Problem set:
• 1. Set down, word for word, the part of the post on November reflection starting at "This November, it" and ending at "get the cancer.’)".
• 2. Carry the post on November reflection forward from its last sentence.

I wrote this post two years ago. Although the unpacking is done, the rest of it – including the need for long train journeys and activities that allow for reflection – is still remarkably true.
This November, it turns out, is a time of reflection for me. At home, I unpack and sort out; for work, I spend long periods of time on trains and waiting for trains, and the fact that it’s two years since I was getting my head around having a cancer is never far from my mind. (A good approximation of what I was thinking a lot of the time two years ago would be: ‘Cancer? Me? That can’t be right. Cancer wouldn’t happen to me, because cancer sort of suggests death and pain and nasty and I am, somehow, exempt from that. Also, I have been divorced and depressed. Definitely someone else should get the cancer.’)

Record excerpts:
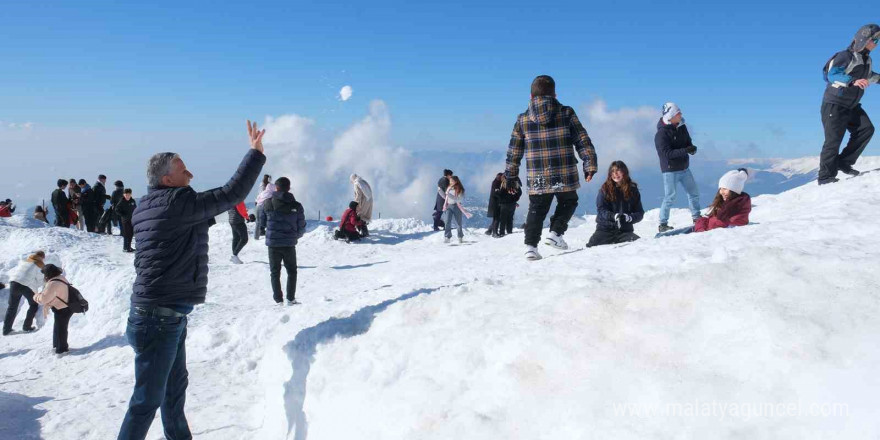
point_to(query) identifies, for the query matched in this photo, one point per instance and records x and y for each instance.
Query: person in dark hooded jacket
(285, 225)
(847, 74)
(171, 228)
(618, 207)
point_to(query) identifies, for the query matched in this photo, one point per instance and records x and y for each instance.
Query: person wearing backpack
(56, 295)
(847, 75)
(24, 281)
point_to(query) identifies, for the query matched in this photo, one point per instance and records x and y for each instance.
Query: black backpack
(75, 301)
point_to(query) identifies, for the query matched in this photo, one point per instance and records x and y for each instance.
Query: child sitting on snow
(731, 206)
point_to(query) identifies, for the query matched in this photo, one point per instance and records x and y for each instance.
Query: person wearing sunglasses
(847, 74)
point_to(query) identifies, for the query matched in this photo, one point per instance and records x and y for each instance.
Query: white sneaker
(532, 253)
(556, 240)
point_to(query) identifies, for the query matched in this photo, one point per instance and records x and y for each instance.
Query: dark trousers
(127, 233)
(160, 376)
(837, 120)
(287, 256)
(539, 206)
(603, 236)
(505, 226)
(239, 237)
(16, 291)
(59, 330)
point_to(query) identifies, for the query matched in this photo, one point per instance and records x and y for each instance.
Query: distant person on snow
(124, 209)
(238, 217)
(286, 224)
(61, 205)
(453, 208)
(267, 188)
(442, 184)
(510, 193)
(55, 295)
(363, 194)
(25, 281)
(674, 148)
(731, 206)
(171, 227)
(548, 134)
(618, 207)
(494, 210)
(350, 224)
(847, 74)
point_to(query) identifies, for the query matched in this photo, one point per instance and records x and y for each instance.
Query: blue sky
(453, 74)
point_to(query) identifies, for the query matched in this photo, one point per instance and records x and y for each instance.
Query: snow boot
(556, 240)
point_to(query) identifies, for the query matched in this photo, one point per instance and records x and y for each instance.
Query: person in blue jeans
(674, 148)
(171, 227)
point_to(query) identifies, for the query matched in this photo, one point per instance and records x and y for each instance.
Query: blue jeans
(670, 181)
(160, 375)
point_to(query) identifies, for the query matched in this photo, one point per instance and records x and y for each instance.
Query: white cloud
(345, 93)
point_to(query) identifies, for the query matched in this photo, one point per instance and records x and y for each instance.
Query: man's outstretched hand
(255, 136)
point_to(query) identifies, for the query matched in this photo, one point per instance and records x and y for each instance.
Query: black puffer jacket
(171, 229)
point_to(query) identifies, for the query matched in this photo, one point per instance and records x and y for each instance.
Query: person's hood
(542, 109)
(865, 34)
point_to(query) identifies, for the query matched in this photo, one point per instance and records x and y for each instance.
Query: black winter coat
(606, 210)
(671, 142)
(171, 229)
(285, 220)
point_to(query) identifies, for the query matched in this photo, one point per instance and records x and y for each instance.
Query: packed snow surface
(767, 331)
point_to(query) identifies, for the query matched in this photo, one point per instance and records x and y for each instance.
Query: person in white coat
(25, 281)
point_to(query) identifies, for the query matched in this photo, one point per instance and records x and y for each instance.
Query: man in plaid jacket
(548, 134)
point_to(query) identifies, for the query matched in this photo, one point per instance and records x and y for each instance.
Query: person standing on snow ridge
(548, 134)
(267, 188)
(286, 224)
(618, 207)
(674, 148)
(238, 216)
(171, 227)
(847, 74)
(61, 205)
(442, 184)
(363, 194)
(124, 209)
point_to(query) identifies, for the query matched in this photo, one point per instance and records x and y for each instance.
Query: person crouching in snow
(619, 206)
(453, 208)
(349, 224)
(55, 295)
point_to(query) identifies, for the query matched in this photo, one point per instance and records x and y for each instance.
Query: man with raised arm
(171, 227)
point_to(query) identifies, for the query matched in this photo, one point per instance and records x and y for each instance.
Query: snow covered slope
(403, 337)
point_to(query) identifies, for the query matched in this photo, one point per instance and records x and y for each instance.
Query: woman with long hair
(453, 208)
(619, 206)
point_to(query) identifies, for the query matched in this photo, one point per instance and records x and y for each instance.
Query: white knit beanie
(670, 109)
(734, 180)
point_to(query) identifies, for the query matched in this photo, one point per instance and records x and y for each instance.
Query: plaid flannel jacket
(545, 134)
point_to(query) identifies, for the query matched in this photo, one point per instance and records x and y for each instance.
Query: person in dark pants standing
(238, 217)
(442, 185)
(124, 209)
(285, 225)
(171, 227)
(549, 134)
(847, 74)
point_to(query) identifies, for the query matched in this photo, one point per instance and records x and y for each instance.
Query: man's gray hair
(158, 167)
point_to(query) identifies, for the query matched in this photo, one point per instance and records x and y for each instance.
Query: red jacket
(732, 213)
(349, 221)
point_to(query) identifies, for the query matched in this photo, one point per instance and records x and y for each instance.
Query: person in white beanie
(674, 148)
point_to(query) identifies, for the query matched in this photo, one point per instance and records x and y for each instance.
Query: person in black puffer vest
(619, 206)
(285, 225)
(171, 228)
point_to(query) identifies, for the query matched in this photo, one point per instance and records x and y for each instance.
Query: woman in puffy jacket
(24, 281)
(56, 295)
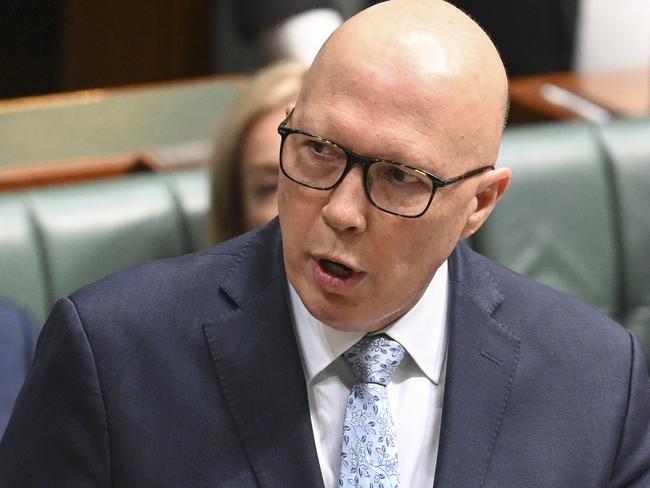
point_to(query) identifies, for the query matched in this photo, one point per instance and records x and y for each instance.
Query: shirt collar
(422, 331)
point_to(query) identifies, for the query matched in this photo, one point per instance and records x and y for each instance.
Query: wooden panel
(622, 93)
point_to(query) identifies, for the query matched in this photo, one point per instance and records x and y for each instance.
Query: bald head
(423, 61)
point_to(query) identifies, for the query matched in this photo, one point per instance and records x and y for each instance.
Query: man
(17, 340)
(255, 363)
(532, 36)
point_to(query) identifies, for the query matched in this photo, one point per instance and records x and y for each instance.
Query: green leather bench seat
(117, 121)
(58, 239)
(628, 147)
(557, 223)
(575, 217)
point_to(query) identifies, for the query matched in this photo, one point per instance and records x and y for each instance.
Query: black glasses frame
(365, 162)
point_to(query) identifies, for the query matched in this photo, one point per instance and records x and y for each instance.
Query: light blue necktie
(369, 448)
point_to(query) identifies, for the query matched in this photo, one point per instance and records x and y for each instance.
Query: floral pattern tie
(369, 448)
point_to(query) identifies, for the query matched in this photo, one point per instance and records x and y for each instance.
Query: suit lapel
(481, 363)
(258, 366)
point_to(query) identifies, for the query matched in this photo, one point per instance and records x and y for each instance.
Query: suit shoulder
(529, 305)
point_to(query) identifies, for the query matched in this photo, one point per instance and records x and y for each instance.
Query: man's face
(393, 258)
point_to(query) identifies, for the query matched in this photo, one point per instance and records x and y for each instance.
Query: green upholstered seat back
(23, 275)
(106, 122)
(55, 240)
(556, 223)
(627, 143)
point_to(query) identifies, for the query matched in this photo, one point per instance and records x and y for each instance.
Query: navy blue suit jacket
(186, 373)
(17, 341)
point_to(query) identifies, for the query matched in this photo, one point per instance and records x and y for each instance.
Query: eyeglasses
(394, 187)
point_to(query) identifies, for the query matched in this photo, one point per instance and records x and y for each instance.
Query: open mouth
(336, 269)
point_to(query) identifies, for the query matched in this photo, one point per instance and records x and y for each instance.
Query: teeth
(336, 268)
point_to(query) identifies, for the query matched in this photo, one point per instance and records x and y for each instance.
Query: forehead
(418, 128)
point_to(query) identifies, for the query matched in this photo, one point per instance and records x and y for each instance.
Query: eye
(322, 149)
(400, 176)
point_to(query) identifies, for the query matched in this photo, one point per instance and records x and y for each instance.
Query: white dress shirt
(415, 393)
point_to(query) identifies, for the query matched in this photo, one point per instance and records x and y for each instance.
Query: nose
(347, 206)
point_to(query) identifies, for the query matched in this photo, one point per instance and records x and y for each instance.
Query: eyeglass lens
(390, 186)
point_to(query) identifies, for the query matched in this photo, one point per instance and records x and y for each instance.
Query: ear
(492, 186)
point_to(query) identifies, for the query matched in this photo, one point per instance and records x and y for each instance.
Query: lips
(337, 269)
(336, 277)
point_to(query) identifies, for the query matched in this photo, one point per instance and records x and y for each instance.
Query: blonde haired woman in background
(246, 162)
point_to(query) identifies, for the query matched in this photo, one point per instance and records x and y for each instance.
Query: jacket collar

==

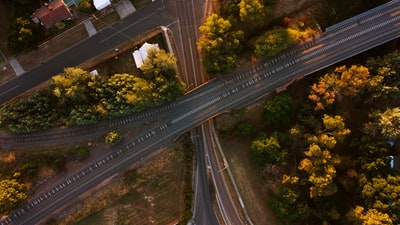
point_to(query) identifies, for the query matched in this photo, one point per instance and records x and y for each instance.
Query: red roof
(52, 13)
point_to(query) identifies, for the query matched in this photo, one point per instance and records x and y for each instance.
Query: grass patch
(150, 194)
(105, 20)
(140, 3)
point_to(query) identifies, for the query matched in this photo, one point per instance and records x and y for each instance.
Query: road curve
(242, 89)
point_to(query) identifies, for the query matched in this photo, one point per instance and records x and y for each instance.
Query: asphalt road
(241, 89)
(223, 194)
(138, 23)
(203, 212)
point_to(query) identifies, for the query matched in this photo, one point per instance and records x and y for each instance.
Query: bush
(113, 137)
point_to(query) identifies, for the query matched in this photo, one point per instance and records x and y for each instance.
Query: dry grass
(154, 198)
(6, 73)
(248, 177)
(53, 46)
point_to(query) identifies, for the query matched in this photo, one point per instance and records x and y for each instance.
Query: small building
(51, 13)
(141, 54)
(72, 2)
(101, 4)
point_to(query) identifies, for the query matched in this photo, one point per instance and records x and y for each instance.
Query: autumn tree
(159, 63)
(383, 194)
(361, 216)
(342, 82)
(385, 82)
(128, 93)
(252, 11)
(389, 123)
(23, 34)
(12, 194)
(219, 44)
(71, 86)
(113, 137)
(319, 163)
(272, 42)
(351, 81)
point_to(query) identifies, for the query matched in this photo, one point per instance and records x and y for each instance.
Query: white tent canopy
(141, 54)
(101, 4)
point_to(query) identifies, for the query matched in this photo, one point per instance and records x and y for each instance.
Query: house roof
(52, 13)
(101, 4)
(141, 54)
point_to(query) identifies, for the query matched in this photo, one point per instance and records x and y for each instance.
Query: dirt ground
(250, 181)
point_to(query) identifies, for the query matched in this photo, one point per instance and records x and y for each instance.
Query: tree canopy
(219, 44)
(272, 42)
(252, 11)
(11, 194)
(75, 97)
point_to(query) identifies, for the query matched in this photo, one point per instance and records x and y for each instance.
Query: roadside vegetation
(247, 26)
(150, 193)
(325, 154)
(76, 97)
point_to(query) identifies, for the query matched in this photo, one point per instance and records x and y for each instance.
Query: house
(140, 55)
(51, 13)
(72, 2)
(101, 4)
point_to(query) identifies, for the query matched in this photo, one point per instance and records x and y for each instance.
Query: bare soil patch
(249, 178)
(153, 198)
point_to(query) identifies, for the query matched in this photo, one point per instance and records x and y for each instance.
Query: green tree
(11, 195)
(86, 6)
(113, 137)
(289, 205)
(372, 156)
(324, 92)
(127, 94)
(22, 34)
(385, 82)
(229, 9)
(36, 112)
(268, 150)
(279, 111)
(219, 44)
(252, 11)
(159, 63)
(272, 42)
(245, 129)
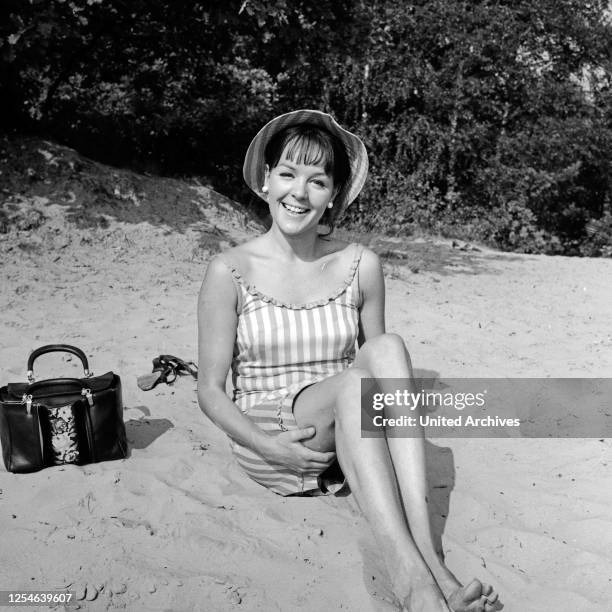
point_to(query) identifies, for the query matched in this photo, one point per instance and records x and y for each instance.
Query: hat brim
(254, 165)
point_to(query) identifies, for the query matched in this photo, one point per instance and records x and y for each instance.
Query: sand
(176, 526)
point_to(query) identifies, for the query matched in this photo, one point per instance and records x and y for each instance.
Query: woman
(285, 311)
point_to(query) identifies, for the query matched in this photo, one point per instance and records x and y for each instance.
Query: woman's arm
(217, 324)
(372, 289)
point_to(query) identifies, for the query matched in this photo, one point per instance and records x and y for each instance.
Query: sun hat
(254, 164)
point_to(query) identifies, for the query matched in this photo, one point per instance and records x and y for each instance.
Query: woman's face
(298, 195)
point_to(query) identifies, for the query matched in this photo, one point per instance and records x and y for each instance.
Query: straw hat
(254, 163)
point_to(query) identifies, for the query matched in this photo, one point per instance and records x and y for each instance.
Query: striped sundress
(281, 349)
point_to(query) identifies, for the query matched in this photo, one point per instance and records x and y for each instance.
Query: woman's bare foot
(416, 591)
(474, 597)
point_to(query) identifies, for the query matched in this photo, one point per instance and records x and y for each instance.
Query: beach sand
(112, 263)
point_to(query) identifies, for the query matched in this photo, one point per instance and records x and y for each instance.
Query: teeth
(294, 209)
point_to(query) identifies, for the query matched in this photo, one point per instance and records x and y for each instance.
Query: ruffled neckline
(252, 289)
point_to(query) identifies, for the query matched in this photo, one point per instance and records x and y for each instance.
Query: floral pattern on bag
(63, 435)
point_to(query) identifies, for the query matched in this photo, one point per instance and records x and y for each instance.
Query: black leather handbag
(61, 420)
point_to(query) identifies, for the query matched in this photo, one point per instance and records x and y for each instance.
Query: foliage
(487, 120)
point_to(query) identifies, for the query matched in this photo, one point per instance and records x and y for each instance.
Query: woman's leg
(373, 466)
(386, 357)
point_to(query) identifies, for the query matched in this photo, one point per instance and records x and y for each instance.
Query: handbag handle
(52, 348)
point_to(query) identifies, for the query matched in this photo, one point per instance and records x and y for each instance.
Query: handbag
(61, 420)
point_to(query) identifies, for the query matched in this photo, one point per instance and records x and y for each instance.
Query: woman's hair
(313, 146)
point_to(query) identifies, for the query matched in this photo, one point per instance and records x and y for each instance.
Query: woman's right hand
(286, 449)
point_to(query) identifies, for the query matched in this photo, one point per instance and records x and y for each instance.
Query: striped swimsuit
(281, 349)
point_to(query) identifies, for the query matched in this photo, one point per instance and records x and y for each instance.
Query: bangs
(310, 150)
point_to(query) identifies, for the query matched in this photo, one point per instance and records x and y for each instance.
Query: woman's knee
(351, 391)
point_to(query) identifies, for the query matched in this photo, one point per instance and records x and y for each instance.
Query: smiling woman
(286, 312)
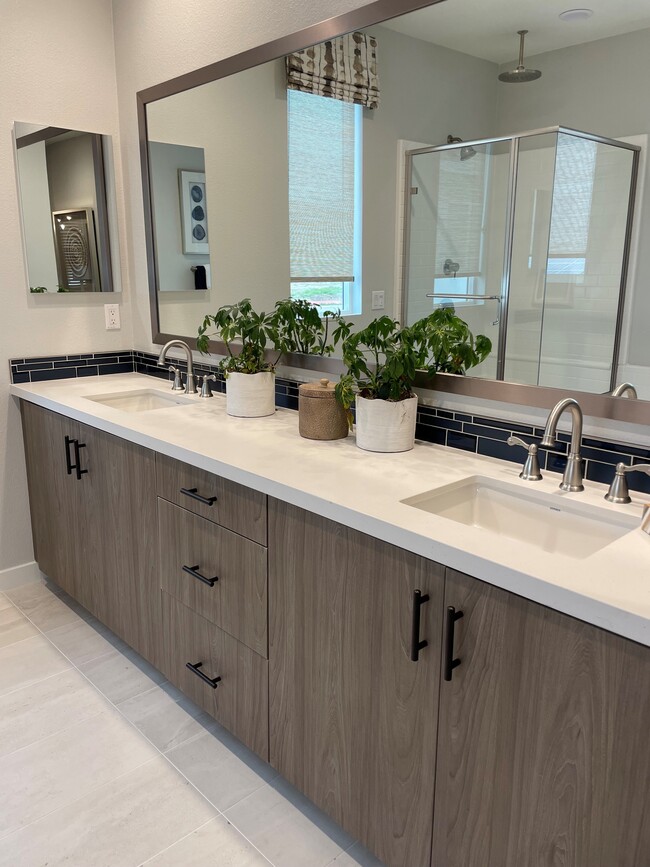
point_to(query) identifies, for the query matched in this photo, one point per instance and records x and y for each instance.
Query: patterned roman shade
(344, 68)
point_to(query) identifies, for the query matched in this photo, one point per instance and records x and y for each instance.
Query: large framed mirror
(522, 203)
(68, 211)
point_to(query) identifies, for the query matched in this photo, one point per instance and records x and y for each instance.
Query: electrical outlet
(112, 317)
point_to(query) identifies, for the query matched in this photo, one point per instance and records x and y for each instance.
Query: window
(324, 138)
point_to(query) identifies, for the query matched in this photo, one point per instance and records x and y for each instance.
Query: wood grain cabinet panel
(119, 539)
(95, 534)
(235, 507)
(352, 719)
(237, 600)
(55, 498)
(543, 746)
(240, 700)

Responses by task:
• 1.
This November, it turns out, is a time of reflection for me. At home, I unpack and sort out; for work, I spend long periods of time on trains and waiting for trains, and the fact that it’s two years since I was getting my head around having a cancer is never far from my mind. (A good approximation of what I was thinking a lot of the time two years ago would be: ‘Cancer? Me? That can’t be right. Cancer wouldn’t happen to me, because cancer sort of suggests death and pain and nasty and I am, somehow, exempt from that. Also, I have been divorced and depressed. Definitely someone else should get the cancer.’)

• 2.
What’s going through my head now is, frankly, surprising. Not because I’m having any earth-shattering revelations – although I have had the Standard Cancer Insights – but because the most vibrant memories of that time aren’t necessarily the ones you might imagine. So I don’t have strong recollections of being told I had a cancer, of the immediate surgery aftermath, of finishing the different stages of treatment. What is vivid is a little surprising, I think. Here are the moments that are still as bright as copper pans:
- walking to the hospital for my appointment on the day I got the cancer diagnosis, and Knowing That It Was Cancer. Certainty poured and tumbled through me, head to toes, like cream into coffee. I stood on the pavement in North Road – there was a red car next to me, badly parked, front wheels on the pavement and back wheels skewed – and I shook.
- telling my children. The single worst moment of my life, ever. Really. But also the one that started me on the most important journey: understanding that being a mother, that being loved, that being me, is not dependent on me being perfect and being able to cope with everything, always. (Ned still teases me because during that conversation I said, “absolutely nothing around here is going to change”. You can see how well I was plugged in to my Mistress Of the Universe vibe.)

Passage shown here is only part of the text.